• [WHAT THIS TASK INVOLVES] Please return every line below that contains the word "rocky", copying each one in full.

────────────────

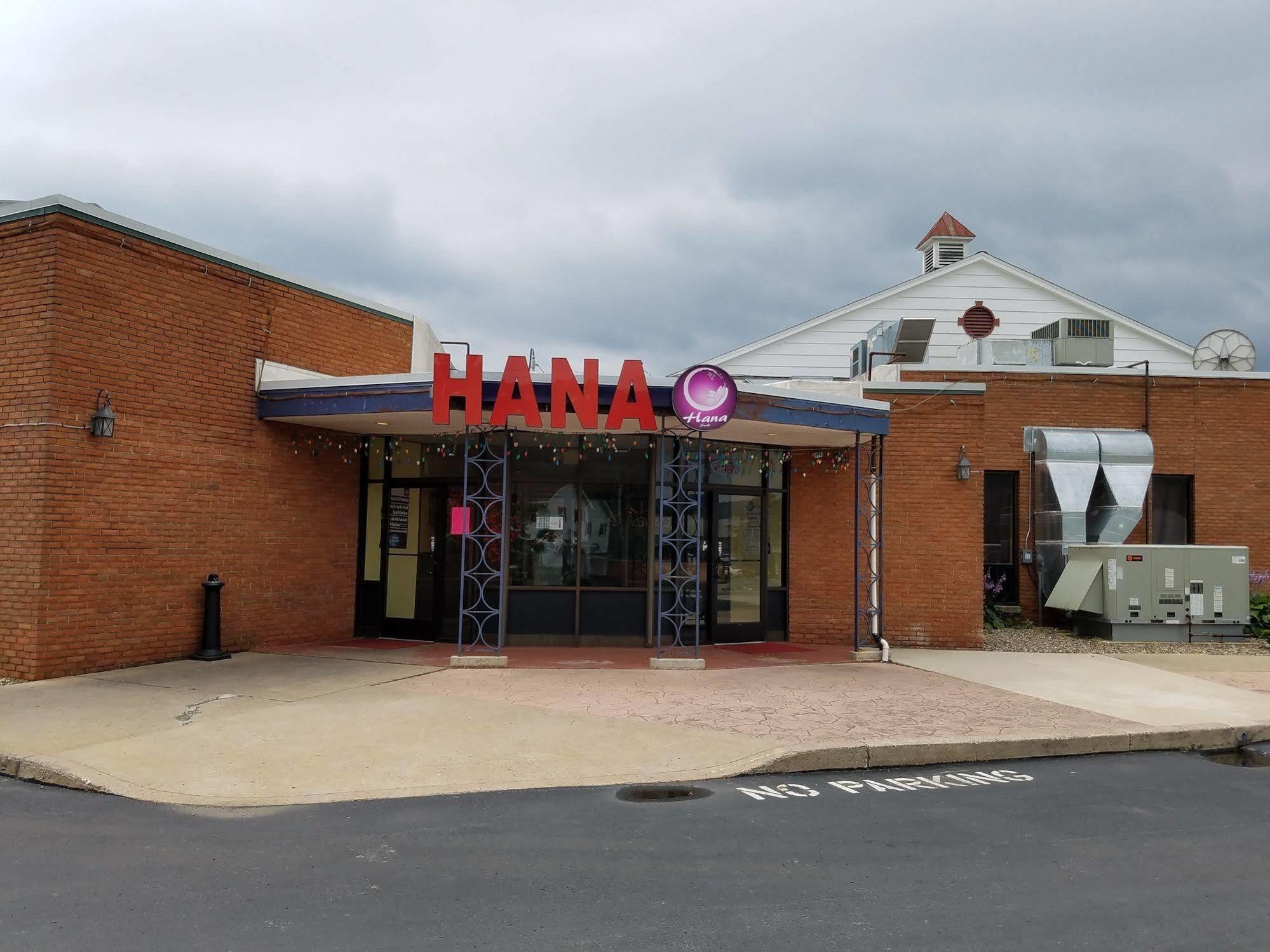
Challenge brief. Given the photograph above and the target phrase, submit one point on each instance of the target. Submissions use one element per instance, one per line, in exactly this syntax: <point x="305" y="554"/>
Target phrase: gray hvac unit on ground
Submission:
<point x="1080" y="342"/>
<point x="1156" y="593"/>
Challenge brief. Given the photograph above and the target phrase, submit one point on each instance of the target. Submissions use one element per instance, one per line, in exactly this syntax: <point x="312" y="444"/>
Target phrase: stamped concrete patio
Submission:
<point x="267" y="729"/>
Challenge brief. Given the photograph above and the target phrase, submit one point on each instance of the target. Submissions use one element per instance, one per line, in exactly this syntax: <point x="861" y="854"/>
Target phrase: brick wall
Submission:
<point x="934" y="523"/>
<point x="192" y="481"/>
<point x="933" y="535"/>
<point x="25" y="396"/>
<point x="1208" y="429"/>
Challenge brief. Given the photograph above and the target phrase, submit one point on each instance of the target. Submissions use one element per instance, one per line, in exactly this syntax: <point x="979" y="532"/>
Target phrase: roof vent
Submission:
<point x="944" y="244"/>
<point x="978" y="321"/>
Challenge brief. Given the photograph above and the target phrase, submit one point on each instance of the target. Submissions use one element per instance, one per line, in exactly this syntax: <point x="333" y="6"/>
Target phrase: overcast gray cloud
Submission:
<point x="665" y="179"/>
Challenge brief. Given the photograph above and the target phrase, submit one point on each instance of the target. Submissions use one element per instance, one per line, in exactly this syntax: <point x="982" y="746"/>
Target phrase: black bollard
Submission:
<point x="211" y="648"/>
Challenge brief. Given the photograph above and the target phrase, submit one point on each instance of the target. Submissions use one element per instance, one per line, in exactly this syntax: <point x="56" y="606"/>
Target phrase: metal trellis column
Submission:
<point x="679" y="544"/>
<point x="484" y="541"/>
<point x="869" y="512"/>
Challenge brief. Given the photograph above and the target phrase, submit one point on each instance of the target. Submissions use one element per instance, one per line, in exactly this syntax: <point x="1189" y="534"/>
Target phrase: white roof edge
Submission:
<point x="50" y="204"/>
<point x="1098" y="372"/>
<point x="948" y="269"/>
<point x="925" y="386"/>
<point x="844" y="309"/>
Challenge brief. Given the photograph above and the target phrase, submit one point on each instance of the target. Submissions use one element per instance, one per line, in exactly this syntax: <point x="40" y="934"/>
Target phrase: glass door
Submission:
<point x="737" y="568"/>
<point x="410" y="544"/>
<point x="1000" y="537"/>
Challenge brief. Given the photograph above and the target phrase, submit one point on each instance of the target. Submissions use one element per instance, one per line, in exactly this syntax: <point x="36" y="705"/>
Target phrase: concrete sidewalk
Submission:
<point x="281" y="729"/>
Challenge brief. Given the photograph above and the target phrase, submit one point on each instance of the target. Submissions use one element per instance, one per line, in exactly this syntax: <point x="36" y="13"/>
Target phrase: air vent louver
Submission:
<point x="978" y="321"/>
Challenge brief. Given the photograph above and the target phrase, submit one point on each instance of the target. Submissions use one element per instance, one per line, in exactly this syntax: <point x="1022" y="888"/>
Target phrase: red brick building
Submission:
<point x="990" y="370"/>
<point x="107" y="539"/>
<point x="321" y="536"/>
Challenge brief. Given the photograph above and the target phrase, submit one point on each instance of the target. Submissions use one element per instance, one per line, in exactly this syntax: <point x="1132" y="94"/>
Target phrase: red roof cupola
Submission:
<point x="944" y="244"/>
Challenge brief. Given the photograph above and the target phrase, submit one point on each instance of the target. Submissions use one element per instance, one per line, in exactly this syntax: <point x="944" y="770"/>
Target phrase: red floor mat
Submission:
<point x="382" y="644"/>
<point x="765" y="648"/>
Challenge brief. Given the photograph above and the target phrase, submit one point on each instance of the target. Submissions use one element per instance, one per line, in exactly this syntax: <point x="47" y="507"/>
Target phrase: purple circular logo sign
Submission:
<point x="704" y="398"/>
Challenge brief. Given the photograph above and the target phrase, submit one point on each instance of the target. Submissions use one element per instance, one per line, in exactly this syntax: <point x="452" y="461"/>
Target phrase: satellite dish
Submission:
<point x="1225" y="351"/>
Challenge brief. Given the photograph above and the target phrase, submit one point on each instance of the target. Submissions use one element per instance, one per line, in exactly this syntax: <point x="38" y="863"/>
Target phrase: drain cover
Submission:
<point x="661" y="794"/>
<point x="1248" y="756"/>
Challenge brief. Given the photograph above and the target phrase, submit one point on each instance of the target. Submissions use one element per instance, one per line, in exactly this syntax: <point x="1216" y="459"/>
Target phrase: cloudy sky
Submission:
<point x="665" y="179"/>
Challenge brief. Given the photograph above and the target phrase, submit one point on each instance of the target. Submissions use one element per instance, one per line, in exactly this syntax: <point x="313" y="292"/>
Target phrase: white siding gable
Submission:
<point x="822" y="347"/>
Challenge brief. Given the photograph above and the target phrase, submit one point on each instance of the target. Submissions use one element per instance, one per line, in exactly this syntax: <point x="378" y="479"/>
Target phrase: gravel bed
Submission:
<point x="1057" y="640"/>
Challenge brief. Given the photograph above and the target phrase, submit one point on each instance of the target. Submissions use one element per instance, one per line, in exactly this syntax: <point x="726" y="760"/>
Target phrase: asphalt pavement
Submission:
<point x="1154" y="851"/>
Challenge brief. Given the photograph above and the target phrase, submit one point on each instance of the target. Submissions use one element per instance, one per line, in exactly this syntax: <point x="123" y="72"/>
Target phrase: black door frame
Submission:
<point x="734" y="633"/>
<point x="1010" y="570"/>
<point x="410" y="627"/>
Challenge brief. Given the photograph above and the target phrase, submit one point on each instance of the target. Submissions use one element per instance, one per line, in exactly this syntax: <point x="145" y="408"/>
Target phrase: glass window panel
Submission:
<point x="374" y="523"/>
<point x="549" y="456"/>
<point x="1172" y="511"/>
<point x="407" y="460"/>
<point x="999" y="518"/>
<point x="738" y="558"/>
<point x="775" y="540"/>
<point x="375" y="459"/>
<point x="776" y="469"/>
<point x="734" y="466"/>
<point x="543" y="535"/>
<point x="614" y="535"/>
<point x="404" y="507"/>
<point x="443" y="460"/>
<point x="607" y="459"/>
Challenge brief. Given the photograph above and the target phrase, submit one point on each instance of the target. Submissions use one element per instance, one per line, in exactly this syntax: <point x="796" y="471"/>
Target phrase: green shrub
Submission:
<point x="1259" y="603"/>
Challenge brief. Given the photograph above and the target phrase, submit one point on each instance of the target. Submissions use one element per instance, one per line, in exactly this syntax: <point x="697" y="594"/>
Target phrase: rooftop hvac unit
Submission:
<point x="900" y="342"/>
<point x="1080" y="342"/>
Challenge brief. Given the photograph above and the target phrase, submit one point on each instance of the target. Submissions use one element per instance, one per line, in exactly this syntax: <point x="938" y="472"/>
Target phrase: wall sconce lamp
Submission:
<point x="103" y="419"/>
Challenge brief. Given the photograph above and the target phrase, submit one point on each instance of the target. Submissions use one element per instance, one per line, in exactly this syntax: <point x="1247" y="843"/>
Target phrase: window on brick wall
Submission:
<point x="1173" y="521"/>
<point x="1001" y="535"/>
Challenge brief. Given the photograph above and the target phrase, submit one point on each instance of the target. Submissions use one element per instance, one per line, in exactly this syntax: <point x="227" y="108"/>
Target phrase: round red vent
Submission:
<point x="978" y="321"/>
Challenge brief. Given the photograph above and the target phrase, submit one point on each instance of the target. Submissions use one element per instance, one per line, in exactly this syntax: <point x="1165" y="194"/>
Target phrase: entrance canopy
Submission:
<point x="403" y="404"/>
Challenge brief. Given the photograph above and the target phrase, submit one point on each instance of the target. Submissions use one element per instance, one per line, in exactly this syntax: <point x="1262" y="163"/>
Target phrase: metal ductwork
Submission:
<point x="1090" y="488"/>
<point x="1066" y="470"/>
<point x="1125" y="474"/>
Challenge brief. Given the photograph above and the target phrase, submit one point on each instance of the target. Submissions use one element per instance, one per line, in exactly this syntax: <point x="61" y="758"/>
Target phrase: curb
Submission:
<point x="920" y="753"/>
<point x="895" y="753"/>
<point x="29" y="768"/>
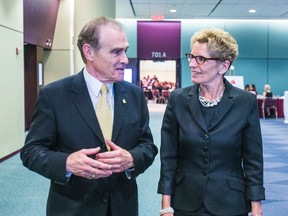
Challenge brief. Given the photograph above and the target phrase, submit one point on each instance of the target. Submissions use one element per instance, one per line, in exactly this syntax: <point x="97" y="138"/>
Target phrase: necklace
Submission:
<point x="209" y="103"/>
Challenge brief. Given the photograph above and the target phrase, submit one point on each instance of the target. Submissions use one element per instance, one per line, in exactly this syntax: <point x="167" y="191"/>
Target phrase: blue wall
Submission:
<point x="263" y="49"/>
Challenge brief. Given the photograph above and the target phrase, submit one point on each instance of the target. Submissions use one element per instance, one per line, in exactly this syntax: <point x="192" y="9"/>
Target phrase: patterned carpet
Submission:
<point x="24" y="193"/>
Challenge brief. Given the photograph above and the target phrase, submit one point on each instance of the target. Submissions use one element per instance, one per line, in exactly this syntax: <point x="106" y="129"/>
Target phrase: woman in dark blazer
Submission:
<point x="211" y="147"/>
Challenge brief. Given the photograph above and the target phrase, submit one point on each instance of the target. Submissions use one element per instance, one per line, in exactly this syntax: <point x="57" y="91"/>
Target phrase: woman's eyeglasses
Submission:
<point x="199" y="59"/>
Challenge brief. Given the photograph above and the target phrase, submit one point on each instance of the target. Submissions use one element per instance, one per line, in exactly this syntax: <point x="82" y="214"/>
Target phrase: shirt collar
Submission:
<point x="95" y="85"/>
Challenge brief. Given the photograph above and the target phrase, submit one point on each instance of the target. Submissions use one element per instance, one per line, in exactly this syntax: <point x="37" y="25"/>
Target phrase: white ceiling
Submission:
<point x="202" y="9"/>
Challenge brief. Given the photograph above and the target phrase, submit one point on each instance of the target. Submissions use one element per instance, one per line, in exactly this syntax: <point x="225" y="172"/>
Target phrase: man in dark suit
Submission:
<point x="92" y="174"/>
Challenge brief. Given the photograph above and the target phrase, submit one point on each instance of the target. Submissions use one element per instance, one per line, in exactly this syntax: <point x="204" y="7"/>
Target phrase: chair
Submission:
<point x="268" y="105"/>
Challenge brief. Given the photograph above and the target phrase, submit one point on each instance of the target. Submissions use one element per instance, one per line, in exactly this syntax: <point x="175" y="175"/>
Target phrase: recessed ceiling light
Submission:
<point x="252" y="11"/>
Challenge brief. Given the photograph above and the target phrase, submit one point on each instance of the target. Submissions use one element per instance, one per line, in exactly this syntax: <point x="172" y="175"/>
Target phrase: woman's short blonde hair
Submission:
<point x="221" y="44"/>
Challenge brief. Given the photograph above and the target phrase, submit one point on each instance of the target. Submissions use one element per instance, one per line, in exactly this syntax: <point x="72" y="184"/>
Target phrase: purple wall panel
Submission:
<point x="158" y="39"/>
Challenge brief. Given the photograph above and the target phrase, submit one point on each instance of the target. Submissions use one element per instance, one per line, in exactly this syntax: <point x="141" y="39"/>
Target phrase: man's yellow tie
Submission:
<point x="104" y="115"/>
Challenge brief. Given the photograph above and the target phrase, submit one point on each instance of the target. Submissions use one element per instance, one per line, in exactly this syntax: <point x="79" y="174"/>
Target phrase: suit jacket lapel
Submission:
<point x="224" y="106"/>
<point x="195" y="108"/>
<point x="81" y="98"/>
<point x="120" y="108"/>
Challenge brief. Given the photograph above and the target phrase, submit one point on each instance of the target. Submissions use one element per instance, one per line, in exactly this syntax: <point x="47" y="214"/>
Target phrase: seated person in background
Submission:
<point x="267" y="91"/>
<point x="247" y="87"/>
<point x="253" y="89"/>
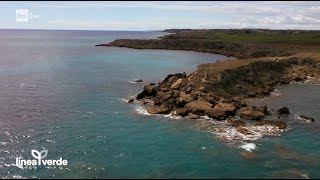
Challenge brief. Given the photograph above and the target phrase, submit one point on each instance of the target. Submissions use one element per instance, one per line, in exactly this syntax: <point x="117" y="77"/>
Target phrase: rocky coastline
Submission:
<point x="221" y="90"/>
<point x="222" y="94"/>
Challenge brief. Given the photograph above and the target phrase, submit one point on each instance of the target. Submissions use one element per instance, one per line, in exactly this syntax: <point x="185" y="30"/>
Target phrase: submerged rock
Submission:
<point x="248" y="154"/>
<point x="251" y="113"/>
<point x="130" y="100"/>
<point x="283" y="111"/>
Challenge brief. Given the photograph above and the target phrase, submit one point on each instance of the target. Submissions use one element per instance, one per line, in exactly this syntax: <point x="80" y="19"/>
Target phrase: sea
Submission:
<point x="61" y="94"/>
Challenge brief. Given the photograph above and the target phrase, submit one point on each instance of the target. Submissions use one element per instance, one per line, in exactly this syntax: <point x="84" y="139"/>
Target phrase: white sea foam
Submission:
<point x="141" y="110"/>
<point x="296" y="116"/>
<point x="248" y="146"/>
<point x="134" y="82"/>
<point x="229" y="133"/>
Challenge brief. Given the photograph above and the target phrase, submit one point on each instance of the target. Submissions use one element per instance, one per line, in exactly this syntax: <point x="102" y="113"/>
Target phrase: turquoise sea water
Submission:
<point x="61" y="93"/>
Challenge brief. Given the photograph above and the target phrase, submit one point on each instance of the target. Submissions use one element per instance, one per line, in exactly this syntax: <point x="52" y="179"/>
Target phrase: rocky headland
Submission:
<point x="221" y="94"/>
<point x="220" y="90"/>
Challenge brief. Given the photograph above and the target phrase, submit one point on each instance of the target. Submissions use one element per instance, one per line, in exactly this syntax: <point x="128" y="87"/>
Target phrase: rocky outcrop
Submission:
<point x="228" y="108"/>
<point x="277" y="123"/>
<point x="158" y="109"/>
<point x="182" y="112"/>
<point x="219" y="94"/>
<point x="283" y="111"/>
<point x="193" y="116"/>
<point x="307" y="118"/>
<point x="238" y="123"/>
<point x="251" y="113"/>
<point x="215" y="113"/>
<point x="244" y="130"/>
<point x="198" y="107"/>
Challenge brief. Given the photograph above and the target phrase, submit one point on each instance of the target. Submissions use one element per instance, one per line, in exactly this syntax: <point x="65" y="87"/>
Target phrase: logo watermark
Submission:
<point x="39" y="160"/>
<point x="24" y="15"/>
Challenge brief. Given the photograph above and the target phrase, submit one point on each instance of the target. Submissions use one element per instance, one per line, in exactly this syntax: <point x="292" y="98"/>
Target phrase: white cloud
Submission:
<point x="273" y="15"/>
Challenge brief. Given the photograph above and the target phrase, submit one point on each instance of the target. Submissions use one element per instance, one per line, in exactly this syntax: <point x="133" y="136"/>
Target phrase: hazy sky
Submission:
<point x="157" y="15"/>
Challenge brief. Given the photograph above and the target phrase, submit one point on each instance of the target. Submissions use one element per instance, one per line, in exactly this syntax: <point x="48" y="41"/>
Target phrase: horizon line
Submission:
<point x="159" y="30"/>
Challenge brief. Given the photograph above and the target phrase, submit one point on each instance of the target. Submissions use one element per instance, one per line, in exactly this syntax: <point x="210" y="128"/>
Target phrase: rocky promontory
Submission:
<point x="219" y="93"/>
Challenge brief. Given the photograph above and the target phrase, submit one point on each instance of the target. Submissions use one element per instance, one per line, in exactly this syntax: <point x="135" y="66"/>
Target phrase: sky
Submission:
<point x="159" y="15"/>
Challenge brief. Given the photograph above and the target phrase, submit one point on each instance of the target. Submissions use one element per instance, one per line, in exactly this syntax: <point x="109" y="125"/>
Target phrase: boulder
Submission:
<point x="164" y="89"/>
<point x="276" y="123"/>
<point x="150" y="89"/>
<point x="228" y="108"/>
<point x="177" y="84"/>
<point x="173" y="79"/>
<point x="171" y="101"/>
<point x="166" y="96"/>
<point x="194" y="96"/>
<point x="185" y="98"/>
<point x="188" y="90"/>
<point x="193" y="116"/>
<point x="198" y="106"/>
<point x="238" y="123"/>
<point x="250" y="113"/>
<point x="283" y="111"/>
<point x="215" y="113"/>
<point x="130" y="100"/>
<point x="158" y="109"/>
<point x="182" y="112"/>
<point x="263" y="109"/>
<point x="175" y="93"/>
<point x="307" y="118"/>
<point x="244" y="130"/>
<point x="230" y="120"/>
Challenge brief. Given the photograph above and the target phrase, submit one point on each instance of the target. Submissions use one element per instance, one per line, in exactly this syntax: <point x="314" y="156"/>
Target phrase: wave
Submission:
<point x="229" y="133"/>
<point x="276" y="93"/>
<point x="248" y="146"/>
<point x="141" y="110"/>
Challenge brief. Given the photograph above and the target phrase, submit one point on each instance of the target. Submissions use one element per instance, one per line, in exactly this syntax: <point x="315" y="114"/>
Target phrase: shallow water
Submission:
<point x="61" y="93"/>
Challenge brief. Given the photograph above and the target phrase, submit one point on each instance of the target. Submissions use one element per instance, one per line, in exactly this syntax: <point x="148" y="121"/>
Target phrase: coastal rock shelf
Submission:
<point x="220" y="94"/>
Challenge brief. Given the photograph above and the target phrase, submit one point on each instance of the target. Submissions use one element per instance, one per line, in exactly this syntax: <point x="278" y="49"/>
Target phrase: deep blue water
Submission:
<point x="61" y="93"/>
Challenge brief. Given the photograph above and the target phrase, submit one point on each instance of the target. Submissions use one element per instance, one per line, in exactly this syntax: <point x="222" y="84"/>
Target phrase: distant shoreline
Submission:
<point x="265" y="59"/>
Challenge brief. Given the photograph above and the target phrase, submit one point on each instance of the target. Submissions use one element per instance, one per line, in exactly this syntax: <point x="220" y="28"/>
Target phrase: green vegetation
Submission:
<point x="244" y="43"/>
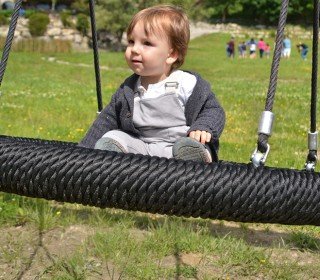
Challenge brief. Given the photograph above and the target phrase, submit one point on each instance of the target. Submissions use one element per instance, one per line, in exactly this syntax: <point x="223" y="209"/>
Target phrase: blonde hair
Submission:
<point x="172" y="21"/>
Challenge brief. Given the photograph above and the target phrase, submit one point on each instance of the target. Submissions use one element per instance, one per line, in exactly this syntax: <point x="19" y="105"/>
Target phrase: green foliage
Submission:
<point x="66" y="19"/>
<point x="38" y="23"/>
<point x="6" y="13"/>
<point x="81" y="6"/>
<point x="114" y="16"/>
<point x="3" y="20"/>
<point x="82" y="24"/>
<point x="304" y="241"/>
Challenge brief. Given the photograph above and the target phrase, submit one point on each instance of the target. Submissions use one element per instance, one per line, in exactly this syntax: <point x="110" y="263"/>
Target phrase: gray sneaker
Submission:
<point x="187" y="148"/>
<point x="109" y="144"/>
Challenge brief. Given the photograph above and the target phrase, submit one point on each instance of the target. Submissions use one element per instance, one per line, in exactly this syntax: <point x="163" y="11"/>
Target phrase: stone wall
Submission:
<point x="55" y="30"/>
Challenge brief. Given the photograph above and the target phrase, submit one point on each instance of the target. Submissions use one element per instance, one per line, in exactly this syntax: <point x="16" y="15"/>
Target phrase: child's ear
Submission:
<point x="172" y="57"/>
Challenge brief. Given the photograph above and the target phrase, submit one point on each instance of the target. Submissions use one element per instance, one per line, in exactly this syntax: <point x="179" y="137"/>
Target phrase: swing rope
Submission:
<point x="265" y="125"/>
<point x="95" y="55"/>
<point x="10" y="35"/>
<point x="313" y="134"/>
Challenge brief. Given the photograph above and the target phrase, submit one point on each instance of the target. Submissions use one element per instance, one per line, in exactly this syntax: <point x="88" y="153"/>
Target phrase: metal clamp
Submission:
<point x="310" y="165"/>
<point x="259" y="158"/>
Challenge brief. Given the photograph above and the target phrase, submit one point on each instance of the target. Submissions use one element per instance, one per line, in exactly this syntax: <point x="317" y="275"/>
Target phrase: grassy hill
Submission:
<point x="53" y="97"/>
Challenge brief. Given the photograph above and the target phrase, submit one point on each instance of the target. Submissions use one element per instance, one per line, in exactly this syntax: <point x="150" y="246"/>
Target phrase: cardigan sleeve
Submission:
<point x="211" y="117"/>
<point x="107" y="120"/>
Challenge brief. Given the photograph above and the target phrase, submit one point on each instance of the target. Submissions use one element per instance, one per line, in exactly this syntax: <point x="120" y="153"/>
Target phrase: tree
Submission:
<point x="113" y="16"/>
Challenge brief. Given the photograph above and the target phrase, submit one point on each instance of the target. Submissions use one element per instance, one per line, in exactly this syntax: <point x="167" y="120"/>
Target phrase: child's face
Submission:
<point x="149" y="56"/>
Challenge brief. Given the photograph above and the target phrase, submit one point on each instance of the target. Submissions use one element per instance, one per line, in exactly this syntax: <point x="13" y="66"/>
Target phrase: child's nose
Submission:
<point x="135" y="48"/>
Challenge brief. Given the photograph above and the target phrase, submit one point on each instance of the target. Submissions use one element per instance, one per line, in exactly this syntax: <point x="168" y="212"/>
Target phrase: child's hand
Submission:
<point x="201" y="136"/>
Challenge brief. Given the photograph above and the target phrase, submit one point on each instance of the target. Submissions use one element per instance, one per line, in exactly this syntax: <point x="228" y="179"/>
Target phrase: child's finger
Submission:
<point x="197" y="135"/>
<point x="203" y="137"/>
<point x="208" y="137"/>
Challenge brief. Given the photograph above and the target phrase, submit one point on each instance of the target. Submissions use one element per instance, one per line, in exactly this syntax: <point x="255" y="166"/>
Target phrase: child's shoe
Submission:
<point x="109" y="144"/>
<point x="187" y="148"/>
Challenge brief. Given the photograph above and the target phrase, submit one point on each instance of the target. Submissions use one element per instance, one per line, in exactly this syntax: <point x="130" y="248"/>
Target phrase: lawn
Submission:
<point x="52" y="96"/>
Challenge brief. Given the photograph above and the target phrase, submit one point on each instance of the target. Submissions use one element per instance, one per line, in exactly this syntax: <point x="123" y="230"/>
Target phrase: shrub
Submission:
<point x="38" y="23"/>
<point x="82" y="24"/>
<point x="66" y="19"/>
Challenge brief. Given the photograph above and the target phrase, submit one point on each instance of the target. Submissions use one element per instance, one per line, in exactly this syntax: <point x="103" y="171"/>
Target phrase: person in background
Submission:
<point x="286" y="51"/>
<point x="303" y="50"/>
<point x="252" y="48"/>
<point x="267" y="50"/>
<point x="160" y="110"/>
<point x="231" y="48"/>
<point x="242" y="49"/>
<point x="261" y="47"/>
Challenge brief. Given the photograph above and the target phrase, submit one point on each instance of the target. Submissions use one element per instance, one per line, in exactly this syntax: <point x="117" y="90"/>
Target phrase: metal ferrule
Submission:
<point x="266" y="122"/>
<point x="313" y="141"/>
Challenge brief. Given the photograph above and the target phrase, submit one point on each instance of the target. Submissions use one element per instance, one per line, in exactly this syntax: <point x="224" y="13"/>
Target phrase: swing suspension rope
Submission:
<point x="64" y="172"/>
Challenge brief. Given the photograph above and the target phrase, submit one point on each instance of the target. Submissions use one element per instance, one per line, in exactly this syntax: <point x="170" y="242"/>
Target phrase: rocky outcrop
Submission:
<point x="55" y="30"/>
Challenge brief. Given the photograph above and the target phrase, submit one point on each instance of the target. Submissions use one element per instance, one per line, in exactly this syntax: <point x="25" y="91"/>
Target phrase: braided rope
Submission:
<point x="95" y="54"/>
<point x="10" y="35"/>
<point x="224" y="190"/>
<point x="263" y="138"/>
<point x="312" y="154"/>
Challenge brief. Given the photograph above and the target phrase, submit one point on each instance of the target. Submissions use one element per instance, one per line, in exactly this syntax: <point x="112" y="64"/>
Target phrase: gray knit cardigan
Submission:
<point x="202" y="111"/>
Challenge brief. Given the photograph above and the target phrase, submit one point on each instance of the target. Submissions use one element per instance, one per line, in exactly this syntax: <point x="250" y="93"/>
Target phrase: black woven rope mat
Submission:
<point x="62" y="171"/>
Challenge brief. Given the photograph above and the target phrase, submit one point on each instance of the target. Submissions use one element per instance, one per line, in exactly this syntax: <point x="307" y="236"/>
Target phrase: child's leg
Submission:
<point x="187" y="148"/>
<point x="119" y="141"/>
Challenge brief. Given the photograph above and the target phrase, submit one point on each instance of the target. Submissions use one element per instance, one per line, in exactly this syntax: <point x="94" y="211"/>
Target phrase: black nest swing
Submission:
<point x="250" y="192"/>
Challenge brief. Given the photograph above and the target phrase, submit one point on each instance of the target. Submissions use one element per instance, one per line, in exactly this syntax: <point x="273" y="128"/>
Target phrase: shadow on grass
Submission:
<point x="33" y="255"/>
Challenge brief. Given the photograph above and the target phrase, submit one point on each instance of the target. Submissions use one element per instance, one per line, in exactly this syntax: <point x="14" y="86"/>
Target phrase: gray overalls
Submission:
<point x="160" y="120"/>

────────────────

• [SOLUTION BELOW]
Target phrase: rocky coastline
Target phrase: rocky headland
Target phrase: rocky outcrop
Target phrase: rocky promontory
Target phrase: rocky outcrop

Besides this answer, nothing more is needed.